** Opening Document excerpt block **
One of the classic manifestations of vitamin D deficiency is reduced muscle strength, and if you want to be as strong as possible, you must avoid deficiency. Deficiency of course is relatively common, and supplementation is cheap and safe.
Professional ballerinas train indoors for up to 8 hours a day, with little exposure to sunlight. They tend to have low vitamin D levels in the wintertime. They are prone to injuries. At the Birmingham (UK) Royal Ballet, a study in 2012 demonstrated low vitamin D levels.
In this study, 24 volunteers were enrolled in a randomized trial. Seventeen received a 2,000 units of vitamin D a day for 4 months. Seven were controls.
The ballerinas taking the vitamin D had 19% higher quadriceps strength. They also could jump 3 cm higher, and had fewer injuries during the four months.
How does the increase in strength happen? It's not clear, but correcting vitamin D deficiency increases muscle protein synthesis, and increases muscle concentrations of ATP. (For non-healthcare-types, think of ATP as a bunch of little tiny batteries flying around in the body, giving energy where it is required.)
The ballerina study was not blinded, and not randomized, which makes it weaker. Nontheless the results are thought-provoking. How many injuries could be prevented with this simple intervention? How many athletic careers are cut short for lack of the few percentage points of performance vitamin D could provide?
And of course, in my fair city of Buffalo, how many Superbowls could have been won?
** Closing Document excerpt block **
### Explore the material
1. Duplicate the vitamin D article between "One of the classic" and "vitamin D levels.", inclusive.
2. In one to three sentences, explain why the vitamin D article says anyone who wants to be as strong as possible must avoid vitamin D deficiency.
The rows are not required here.
** Opening Provided records block **
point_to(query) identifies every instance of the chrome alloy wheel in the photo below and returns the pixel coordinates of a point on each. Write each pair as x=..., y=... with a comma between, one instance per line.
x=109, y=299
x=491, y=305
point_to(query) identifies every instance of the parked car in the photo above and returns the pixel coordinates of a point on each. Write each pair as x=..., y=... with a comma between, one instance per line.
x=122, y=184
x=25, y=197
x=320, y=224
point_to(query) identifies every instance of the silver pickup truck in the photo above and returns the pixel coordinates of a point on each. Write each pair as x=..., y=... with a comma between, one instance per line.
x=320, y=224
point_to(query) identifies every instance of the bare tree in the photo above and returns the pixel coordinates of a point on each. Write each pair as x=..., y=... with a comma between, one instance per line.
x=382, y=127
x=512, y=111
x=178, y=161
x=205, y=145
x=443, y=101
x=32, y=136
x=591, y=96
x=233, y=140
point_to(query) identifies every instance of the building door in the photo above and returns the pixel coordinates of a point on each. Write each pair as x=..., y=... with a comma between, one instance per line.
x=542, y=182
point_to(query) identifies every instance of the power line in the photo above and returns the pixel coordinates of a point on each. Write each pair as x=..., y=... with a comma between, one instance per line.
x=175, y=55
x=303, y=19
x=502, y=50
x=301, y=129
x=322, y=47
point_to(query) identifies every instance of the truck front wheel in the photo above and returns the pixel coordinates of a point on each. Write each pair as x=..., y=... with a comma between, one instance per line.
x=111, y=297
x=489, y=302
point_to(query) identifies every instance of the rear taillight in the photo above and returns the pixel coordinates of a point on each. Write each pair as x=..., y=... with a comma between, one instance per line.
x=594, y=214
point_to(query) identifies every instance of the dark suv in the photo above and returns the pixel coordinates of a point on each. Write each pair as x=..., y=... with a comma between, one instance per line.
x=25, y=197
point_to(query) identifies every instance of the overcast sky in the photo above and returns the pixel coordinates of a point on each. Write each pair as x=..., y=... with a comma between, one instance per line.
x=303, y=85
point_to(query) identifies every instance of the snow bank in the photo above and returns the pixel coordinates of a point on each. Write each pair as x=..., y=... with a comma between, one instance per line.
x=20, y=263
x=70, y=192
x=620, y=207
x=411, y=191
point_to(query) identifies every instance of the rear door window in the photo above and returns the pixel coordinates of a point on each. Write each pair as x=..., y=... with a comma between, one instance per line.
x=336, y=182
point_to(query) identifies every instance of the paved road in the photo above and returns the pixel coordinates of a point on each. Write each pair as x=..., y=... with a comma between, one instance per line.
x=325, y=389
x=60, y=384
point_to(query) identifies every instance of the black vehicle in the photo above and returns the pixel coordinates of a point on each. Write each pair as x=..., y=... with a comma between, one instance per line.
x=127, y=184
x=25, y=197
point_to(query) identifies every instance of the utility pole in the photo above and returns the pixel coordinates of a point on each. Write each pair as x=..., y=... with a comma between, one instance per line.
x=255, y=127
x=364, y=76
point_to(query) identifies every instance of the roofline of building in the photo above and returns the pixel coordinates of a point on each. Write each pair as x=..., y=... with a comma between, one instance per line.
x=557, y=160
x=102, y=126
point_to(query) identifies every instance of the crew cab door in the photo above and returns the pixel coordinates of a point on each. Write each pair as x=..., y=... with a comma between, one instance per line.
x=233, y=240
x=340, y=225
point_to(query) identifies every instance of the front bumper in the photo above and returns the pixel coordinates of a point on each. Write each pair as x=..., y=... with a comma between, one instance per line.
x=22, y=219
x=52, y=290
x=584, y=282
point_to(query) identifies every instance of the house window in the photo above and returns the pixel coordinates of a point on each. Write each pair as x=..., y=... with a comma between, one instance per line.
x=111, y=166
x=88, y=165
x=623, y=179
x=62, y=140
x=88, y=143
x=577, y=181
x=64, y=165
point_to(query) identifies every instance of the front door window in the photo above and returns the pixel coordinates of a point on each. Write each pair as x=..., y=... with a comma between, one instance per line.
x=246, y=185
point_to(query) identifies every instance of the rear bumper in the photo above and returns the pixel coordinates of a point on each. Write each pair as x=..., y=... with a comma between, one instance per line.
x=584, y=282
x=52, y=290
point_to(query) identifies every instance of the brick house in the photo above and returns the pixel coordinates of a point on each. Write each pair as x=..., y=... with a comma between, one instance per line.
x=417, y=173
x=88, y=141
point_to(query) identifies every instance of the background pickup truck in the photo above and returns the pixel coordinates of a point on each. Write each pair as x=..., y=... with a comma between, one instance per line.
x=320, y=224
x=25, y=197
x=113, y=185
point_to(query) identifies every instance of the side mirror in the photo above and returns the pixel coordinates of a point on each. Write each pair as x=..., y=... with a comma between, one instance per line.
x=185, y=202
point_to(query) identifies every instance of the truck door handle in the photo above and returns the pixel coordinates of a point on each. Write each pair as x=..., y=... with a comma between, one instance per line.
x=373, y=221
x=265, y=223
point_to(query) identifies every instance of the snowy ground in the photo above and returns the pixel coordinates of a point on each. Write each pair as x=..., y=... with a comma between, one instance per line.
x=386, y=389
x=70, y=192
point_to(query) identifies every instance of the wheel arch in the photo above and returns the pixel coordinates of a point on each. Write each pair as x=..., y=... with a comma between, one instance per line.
** Closing Provided records block **
### Answers to the exercises
1.
One of the classic manifestations of vitamin D deficiency is reduced muscle strength, and if you want to be as strong as possible, you must avoid deficiency. Deficiency of course is relatively common, and supplementation is cheap and safe.
Professional ballerinas train indoors for up to 8 hours a day, with little exposure to sunlight. They tend to have low vitamin D levels in the wintertime. They are prone to injuries. At the Birmingham (UK) Royal Ballet, a study in 2012 demonstrated low vitamin D levels.

2. Reduced muscle strength is one of the classic manifestations of vitamin D deficiency.